=== WHAT YOU SHOULD DO ===
Extract every line below that contains the string "target", copying each one in full.

Dataset records on object locations
— START —

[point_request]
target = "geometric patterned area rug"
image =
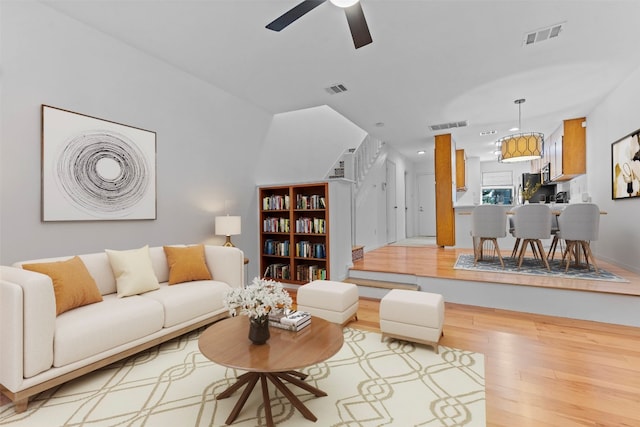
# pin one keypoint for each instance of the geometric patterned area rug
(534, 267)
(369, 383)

— END —
— START —

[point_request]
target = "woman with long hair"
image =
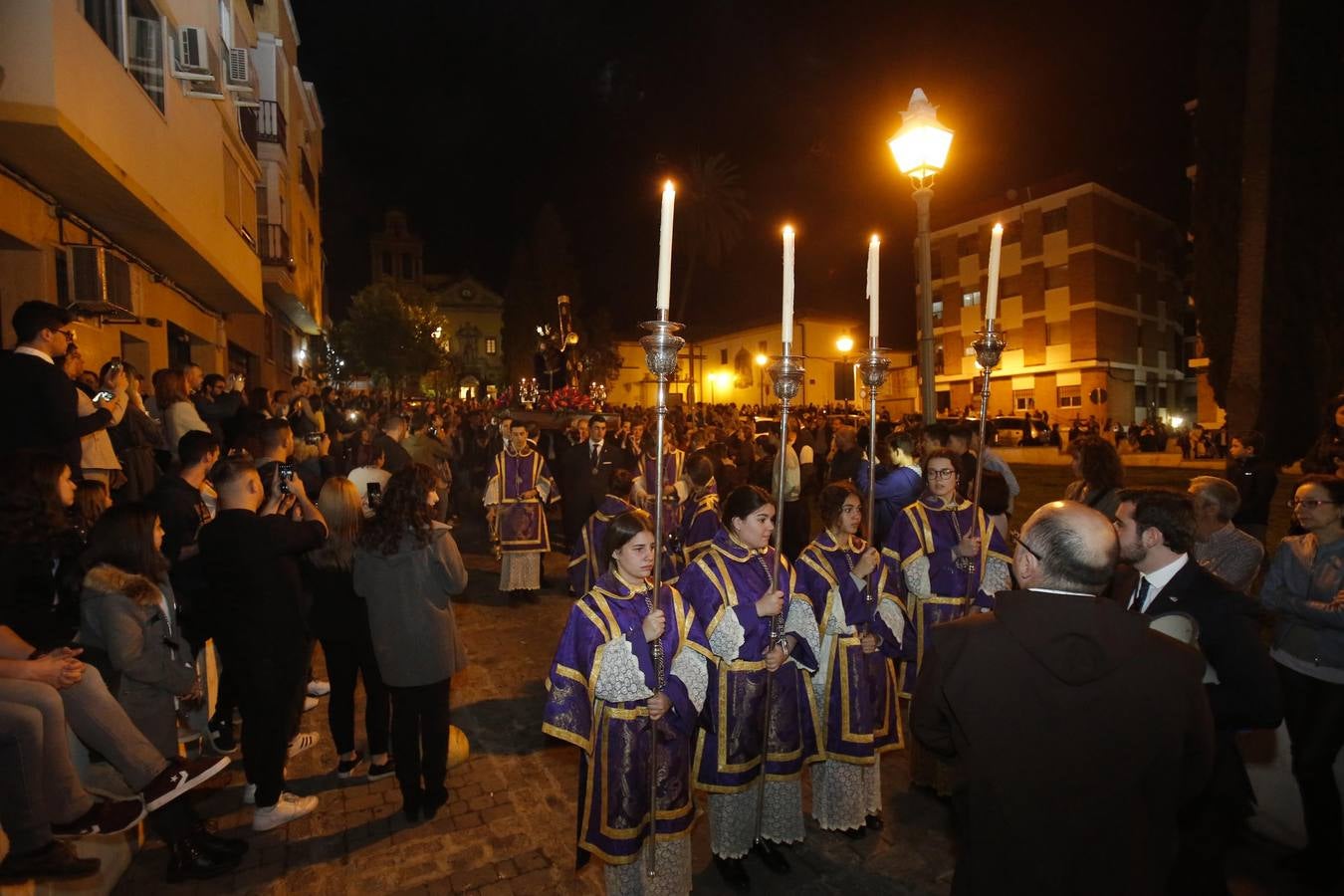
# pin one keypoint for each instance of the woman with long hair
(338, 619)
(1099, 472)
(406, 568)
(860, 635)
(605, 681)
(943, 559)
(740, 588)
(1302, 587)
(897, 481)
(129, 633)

— END —
— START —

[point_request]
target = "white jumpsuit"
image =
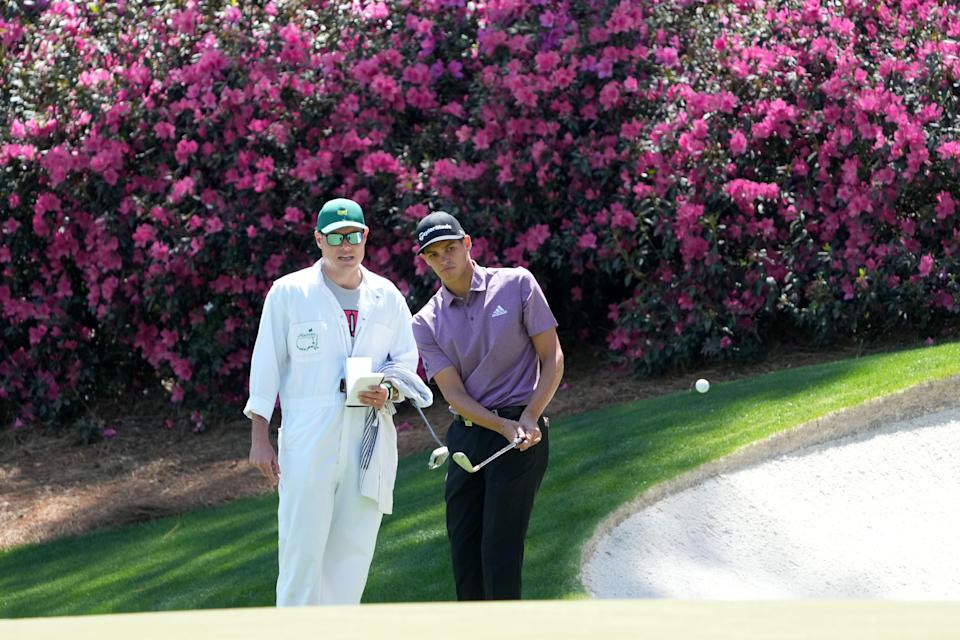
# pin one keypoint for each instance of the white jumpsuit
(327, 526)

— END —

=== OUTPUT BELOW ===
target = "geometric patterned area rug"
target = "woman with long hair"
target = "white jumpsuit"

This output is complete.